TASK REQUIREMENTS: In the records below, how many lines contain the string "bush"? Reply with the number only.

○ ○ ○

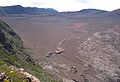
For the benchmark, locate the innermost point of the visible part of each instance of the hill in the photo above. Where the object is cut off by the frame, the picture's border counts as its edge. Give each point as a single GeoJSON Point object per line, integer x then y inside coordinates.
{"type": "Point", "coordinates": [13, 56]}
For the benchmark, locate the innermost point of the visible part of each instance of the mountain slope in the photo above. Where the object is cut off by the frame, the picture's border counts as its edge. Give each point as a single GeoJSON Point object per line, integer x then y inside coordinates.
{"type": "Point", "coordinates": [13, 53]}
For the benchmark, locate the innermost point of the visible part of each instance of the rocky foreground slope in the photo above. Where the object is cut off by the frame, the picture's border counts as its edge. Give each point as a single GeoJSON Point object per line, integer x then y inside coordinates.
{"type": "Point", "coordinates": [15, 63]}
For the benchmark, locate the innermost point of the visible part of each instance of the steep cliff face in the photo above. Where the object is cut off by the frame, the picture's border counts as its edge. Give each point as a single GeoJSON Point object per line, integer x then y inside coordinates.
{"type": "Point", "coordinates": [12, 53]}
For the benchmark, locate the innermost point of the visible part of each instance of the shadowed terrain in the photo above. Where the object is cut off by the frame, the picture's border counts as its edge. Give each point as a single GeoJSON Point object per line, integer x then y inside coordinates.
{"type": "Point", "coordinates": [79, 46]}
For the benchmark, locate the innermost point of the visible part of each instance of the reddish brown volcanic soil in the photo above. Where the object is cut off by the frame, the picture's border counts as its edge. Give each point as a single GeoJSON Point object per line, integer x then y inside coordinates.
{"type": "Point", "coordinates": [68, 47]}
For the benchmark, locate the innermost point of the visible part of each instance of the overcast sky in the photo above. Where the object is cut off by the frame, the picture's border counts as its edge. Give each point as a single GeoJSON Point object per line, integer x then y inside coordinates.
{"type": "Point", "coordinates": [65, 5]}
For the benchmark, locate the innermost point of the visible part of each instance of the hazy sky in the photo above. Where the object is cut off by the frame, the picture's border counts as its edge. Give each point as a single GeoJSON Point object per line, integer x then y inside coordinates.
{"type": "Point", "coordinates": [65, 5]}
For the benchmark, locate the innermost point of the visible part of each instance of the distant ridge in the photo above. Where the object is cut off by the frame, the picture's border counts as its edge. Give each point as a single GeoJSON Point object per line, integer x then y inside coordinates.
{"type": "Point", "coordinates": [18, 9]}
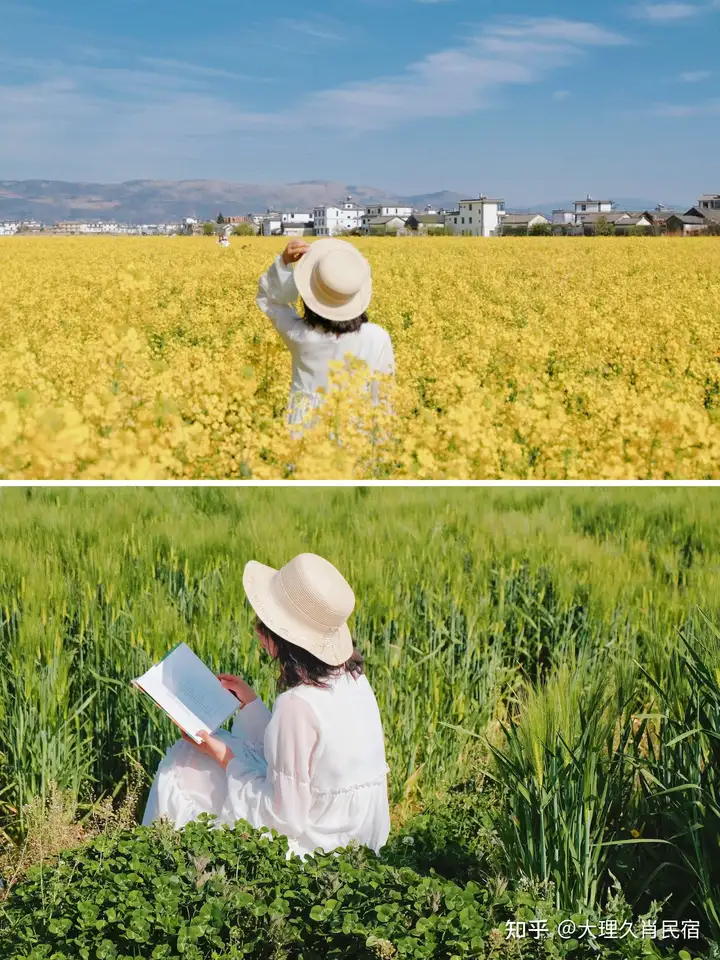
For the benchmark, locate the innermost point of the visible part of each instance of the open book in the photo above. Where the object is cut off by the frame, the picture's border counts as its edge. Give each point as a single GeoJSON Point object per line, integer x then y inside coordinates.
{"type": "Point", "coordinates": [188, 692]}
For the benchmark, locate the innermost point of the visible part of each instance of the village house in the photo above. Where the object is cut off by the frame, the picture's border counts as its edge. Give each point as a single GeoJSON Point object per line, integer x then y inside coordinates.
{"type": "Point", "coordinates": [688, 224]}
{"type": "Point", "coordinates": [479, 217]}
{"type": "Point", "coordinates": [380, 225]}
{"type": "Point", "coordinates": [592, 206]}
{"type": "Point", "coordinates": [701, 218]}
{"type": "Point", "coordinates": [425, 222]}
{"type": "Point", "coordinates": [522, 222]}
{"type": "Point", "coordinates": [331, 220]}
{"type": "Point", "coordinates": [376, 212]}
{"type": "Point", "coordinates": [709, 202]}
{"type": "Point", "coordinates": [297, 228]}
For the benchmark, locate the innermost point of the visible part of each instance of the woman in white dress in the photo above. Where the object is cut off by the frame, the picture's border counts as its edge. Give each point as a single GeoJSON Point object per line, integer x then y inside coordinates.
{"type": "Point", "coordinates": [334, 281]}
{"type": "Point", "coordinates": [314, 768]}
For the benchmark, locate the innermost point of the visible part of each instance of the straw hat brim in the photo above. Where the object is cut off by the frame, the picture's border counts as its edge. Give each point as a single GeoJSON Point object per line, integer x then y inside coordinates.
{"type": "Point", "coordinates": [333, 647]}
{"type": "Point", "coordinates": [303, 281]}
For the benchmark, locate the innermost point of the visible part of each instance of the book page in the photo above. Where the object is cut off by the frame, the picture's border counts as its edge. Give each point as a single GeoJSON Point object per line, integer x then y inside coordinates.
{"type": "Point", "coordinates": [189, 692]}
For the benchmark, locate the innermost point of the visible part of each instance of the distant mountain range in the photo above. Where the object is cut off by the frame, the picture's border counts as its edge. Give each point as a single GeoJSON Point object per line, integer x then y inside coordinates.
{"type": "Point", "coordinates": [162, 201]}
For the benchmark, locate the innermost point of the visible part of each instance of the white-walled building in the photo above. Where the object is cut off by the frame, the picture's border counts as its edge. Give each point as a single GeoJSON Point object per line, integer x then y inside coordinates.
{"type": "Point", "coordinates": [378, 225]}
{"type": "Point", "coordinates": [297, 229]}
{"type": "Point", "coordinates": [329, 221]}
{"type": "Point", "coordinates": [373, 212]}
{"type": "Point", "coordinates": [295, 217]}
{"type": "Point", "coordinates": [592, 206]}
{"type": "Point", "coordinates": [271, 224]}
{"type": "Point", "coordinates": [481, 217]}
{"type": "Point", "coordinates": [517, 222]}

○ ○ ○

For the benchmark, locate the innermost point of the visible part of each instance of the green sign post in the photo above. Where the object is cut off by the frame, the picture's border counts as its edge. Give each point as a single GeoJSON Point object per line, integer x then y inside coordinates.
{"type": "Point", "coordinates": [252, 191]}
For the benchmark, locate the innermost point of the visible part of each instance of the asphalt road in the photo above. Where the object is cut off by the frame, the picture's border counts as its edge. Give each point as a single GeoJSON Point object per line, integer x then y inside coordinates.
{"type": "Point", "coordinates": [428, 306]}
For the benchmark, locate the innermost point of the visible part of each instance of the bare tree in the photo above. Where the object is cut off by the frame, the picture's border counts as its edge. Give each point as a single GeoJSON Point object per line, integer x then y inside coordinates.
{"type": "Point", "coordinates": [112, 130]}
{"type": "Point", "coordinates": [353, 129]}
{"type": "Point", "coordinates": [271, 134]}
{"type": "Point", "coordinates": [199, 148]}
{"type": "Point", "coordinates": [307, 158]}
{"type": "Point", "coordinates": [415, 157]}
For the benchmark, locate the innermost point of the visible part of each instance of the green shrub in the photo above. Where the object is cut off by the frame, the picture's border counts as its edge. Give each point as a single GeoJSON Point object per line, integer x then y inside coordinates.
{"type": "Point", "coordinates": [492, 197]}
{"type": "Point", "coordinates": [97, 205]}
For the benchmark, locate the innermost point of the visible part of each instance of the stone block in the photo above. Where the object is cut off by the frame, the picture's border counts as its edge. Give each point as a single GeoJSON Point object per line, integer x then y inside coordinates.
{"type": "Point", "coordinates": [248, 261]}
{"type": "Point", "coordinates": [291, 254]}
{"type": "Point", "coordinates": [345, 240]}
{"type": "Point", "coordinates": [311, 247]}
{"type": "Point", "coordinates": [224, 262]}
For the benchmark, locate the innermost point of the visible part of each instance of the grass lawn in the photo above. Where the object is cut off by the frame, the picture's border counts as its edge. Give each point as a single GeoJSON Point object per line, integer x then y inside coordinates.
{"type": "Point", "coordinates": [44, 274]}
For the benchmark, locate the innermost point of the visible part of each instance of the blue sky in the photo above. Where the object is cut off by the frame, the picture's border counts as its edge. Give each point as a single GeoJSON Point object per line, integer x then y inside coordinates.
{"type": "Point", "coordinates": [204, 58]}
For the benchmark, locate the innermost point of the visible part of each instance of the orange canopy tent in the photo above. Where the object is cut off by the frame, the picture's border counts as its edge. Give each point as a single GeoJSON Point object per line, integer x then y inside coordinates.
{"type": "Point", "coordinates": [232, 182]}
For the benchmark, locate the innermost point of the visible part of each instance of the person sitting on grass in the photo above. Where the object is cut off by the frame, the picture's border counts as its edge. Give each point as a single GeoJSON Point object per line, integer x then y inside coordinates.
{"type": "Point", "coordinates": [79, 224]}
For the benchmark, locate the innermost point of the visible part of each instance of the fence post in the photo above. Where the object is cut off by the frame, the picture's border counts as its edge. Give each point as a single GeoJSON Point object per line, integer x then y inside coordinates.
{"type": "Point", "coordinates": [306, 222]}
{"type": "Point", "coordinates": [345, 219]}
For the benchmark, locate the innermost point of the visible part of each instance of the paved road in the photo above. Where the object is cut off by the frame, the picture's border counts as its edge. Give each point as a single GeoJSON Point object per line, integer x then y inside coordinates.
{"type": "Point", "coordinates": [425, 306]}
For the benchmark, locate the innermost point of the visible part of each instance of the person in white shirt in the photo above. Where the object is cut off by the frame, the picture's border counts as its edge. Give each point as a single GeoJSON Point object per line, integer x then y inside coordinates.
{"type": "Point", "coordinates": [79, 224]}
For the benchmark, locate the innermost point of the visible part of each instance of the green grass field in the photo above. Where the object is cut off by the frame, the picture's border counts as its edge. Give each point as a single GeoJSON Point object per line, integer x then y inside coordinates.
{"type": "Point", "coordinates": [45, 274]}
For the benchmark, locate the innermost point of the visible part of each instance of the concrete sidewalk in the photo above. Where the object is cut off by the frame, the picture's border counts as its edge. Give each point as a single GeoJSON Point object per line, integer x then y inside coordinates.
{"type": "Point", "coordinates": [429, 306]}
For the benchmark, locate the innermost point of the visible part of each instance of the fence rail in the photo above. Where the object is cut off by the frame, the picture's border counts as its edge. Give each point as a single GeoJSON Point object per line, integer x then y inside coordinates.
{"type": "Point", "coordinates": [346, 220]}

○ ○ ○

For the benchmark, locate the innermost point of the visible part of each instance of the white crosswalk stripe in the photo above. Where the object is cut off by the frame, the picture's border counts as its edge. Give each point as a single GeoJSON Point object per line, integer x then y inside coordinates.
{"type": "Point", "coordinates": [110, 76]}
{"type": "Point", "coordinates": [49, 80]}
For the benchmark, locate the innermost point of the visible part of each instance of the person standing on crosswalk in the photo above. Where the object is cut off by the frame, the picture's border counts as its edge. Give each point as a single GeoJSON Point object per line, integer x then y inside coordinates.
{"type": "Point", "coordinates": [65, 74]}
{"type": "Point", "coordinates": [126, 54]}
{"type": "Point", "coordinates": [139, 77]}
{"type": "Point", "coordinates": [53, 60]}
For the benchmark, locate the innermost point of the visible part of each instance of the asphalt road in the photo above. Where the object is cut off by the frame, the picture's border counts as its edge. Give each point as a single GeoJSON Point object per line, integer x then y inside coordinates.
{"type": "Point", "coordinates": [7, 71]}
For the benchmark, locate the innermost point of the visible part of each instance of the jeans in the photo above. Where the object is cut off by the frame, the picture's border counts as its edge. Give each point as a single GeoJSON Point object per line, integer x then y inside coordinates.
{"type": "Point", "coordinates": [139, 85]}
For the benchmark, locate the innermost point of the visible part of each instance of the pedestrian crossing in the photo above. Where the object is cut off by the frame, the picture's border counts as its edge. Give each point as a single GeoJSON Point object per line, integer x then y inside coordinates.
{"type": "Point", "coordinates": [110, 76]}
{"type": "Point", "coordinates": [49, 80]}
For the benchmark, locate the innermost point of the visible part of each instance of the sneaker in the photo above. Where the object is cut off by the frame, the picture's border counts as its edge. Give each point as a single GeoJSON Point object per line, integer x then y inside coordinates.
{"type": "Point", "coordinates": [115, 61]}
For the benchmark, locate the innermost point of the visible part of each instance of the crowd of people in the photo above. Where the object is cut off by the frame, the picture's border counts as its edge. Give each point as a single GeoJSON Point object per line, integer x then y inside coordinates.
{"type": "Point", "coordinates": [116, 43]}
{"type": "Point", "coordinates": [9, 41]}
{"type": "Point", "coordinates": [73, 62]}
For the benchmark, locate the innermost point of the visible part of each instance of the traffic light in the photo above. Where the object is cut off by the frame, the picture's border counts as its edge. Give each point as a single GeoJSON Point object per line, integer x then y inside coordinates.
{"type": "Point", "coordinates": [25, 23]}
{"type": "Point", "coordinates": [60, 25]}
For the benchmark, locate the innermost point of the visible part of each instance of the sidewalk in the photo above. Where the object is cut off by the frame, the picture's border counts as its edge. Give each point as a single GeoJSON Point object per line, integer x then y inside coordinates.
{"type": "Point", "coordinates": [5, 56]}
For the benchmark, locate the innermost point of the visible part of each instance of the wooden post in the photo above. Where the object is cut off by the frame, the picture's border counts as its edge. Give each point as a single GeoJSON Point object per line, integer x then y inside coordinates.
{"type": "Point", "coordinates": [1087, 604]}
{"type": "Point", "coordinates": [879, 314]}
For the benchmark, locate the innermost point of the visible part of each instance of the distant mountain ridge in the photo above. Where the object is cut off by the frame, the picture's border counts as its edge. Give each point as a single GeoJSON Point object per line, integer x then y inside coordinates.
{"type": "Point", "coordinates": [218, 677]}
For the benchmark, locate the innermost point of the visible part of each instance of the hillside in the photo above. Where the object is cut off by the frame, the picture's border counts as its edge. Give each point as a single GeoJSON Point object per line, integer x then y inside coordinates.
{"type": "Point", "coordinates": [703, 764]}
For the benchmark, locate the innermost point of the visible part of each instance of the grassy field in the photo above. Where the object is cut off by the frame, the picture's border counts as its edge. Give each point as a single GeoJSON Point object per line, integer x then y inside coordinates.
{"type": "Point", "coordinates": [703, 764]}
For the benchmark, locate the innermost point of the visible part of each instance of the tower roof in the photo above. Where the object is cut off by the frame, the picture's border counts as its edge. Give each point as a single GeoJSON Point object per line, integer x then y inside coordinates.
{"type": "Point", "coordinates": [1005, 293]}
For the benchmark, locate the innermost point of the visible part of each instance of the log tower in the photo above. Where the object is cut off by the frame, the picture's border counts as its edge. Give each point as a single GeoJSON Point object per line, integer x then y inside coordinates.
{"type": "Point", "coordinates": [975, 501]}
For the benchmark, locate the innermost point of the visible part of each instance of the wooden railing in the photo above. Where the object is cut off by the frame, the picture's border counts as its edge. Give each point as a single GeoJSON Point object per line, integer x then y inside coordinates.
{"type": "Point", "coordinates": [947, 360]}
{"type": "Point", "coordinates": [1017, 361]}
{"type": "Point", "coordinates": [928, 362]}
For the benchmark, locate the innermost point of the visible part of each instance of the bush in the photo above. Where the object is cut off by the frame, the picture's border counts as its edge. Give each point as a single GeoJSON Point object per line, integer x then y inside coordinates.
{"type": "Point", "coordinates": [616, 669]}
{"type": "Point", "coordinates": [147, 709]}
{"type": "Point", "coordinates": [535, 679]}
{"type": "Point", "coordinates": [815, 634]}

○ ○ ○

CORRECT RESPONSE: 1